### Stored records:
┏━━

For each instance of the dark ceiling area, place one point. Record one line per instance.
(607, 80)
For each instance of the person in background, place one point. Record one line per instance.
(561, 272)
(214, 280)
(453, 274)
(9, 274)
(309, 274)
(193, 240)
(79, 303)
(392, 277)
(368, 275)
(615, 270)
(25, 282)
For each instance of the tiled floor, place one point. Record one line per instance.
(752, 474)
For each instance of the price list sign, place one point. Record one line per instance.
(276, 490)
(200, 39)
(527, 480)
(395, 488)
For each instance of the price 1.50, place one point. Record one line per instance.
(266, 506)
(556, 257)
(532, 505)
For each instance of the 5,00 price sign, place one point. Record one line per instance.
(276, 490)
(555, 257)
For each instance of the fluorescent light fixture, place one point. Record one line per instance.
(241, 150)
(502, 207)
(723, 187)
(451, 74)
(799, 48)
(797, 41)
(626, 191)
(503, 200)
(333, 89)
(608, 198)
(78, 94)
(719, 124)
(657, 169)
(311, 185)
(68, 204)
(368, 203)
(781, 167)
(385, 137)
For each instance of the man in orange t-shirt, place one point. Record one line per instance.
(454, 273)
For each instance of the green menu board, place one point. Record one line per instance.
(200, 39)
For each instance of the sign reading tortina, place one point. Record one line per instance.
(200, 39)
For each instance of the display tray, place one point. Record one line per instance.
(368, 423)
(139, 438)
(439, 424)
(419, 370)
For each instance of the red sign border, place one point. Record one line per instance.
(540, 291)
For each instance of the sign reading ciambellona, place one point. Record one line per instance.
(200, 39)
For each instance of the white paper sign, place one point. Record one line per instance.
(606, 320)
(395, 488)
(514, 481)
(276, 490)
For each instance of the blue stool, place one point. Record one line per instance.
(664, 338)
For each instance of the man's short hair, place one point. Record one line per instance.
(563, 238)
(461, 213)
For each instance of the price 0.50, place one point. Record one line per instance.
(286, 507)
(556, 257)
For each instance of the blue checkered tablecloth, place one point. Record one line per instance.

┗━━

### Stated goal:
Please format all of the records above as a numbered list, leaving out any blank lines.

### Solved problem:
1. For each instance of the dark ceiling area, place one point. Record one line per instance.
2. (607, 80)
3. For each instance of the person in background, place one point. Record one line per instance.
4. (561, 272)
5. (214, 280)
6. (453, 274)
7. (9, 274)
8. (309, 274)
9. (193, 240)
10. (79, 303)
11. (392, 277)
12. (368, 275)
13. (615, 270)
14. (25, 282)
15. For each instance of the tiled floor, place one point. Record one line per instance.
16. (752, 474)
17. For each instance of the price list sign, place one point. Record one line per instance.
18. (276, 490)
19. (200, 39)
20. (527, 480)
21. (395, 488)
22. For each instance of the price 1.50, place one point. Record one line per instance.
23. (266, 506)
24. (556, 257)
25. (532, 505)
26. For each instance of the 5,00 price sign, place one point. Record one line per instance.
27. (276, 490)
28. (555, 257)
29. For each instance of the fluorescent light fixture, place one point. Record one line per instance.
30. (241, 150)
31. (502, 207)
32. (723, 187)
33. (451, 74)
34. (799, 48)
35. (797, 41)
36. (626, 191)
37. (503, 200)
38. (333, 89)
39. (608, 198)
40. (78, 94)
41. (719, 124)
42. (657, 169)
43. (311, 185)
44. (68, 204)
45. (368, 203)
46. (781, 167)
47. (385, 137)
48. For each instance of the man in orange t-shirt, place one point. Record one line per instance.
49. (454, 273)
50. For each instance of the green menu board, place one point. Record one line per instance.
51. (200, 39)
52. For each instance of the sign reading tortina, place one point. Record one line per instance.
53. (200, 39)
54. For each instance of the display tray, place one point. Record one line per instance.
55. (368, 423)
56. (139, 438)
57. (439, 424)
58. (419, 370)
59. For each instance of the red sign border, place one point. Record one line per instance.
60. (540, 291)
61. For each instance of the sign reading ciambellona, place one point. Record one line per instance.
62. (200, 39)
63. For each instance of the white paper sign, place one point. Record one line per instance.
64. (606, 320)
65. (395, 488)
66. (514, 481)
67. (276, 490)
68. For each instance of the blue stool, place one point. Record one line per instance.
69. (664, 338)
70. For each instance of the man's short hair, place one point. Record one line per instance.
71. (563, 238)
72. (461, 213)
73. For each instance of the price 0.50, place one point. Record one line per instance.
74. (286, 507)
75. (556, 257)
76. For each instance of the blue checkered tablecloth, place one point. Record one line per instance.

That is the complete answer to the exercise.